> _Excerpts of location labeling data_:
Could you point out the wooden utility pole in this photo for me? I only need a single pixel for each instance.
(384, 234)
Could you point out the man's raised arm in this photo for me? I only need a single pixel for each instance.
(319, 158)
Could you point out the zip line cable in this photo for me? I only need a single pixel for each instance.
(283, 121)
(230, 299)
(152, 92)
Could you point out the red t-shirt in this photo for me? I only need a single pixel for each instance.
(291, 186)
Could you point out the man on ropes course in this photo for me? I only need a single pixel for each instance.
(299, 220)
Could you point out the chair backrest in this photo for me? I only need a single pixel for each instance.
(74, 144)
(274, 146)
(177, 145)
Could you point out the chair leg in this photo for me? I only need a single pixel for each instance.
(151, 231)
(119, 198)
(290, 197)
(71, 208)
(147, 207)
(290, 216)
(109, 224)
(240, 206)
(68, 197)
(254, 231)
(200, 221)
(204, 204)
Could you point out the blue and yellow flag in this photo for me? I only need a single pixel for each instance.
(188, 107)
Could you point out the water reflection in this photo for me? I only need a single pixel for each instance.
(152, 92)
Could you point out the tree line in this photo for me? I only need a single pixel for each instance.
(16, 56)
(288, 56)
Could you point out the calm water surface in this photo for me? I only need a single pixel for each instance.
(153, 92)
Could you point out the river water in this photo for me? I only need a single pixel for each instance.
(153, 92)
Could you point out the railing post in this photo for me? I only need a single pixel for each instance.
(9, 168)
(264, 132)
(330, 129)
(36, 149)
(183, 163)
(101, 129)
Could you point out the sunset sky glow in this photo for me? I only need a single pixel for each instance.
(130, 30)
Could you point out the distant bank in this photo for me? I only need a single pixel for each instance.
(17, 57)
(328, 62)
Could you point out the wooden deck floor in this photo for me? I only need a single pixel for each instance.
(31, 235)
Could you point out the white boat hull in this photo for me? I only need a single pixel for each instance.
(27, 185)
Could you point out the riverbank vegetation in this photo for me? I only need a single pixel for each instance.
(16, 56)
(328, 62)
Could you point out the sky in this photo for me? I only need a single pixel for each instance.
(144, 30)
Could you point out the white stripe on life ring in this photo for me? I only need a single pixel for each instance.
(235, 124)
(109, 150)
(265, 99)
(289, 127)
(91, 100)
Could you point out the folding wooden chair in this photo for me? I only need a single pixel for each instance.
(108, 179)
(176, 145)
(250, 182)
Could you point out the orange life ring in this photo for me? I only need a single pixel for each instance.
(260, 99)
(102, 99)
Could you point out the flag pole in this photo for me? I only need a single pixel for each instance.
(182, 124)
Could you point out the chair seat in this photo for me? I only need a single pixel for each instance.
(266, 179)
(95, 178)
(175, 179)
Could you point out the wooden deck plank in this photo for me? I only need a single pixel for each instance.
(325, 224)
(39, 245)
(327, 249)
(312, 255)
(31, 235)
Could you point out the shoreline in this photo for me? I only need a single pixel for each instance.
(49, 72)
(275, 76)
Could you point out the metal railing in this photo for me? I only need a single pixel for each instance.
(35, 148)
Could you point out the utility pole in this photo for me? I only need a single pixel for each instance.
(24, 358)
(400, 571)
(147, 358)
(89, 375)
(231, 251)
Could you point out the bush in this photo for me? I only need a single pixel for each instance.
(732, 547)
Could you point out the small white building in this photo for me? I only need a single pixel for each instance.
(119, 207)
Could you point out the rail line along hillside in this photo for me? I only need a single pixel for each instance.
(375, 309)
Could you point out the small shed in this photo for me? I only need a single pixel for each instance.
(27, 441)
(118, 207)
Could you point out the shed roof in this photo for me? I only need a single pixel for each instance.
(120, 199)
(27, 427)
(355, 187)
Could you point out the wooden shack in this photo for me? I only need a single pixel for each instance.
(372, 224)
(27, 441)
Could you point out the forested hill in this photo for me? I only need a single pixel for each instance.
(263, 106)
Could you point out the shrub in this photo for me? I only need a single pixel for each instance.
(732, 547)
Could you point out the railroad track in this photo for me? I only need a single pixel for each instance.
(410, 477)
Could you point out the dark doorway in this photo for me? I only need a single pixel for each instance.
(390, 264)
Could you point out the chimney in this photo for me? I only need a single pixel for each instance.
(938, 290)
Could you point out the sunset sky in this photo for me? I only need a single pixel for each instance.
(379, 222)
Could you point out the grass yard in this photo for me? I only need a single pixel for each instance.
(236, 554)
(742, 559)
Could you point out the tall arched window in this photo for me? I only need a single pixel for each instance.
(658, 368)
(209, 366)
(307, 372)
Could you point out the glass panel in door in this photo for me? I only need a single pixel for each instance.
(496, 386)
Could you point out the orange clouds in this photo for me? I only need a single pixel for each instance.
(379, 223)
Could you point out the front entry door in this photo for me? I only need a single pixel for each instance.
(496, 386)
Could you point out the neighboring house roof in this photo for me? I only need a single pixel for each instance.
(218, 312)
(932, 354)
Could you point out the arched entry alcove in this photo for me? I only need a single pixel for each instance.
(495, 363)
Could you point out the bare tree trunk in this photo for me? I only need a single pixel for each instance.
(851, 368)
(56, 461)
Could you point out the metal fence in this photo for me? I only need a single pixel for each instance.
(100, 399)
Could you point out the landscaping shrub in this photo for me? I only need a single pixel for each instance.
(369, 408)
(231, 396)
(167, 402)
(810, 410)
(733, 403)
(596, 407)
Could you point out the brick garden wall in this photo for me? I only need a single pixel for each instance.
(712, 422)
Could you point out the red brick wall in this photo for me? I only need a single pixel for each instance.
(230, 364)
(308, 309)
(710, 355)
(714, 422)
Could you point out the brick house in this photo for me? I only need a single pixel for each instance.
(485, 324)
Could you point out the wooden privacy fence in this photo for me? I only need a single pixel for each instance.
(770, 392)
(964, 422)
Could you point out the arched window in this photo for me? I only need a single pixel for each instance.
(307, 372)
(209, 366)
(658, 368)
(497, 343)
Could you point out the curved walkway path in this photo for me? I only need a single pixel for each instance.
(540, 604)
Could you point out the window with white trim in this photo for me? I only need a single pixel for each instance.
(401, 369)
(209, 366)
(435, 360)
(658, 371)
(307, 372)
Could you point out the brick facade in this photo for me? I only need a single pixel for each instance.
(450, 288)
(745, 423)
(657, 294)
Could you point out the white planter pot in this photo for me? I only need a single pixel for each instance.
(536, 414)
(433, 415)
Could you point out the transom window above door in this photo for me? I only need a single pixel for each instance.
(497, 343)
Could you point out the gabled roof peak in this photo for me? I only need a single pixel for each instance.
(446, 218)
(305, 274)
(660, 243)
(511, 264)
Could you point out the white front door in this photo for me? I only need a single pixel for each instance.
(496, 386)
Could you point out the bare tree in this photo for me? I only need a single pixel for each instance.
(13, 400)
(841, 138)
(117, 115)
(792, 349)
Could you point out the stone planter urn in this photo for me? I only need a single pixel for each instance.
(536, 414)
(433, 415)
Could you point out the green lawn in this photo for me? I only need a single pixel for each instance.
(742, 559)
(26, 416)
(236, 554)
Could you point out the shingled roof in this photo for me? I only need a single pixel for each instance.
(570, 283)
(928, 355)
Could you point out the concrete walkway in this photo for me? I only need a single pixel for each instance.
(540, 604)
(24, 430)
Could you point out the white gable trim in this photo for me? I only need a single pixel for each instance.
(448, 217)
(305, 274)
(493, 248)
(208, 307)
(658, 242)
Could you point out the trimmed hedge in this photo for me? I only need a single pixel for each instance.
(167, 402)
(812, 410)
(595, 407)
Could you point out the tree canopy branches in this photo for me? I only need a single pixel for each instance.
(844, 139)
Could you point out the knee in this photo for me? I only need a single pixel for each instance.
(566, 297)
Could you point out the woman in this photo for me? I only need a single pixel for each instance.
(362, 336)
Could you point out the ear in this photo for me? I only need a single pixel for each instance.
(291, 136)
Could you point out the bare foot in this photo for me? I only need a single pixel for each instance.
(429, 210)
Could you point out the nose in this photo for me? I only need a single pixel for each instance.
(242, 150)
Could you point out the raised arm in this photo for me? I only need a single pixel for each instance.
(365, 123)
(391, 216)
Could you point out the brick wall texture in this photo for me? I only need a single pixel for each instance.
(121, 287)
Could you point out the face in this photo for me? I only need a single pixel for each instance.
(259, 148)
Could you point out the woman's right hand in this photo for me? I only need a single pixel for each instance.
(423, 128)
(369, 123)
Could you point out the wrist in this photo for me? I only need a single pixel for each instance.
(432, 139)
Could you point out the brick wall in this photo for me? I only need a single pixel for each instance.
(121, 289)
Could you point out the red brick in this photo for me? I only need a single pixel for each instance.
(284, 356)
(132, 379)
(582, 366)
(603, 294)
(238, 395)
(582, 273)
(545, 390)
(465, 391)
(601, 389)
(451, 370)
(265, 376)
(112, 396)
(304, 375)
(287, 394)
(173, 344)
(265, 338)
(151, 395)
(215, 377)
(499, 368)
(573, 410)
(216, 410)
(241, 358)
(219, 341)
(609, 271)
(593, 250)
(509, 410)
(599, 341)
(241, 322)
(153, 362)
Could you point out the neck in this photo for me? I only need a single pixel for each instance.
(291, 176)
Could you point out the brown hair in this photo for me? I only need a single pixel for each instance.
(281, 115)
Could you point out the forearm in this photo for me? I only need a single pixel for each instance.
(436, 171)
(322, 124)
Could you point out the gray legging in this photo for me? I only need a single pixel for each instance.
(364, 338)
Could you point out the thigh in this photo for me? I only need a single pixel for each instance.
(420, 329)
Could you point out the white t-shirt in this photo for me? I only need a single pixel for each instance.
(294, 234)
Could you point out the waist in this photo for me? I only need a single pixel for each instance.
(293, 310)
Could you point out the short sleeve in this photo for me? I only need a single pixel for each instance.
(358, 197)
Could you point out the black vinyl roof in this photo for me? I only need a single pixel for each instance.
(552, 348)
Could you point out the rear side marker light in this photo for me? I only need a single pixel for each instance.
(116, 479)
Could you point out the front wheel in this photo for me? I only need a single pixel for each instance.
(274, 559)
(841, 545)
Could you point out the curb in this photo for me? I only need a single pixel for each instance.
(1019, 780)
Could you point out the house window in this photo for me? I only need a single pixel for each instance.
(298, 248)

> _Goal_: Please write out word for word the lines starting at the one that contains "Could you point out the gray" and ending with the last line of the items above, both ends included.

> _Expected output_:
Could you point out the gray legging in this photo for me? I only need a single pixel for each instance.
(364, 338)
Could you point out the thigh in this photo for me? I only need a single pixel for each instance.
(420, 329)
Could you point out the white t-shirt in this photo for me? I only need a single pixel for each instance.
(294, 234)
Could you point out the waist in this photo for me? I only need a single pixel for each instance.
(293, 310)
Could you point out the short sleeve in this photo for me? I only need a single pixel for each instance.
(358, 197)
Could you point out the black vinyl roof in this photo for me? I only need a single pixel for each instance.
(552, 348)
Could you point out the rear side marker light in this photo for me? I only need a single pixel for each instance.
(116, 479)
Could you point out the front wheel in this photo for me? I only need a single pixel for each instance.
(274, 559)
(841, 545)
Could you point out the curb in this photo for me? I only need a single pixel for each instance.
(1019, 780)
Could you point out the house window in this photo for me? I only need a single pixel for each instance.
(298, 248)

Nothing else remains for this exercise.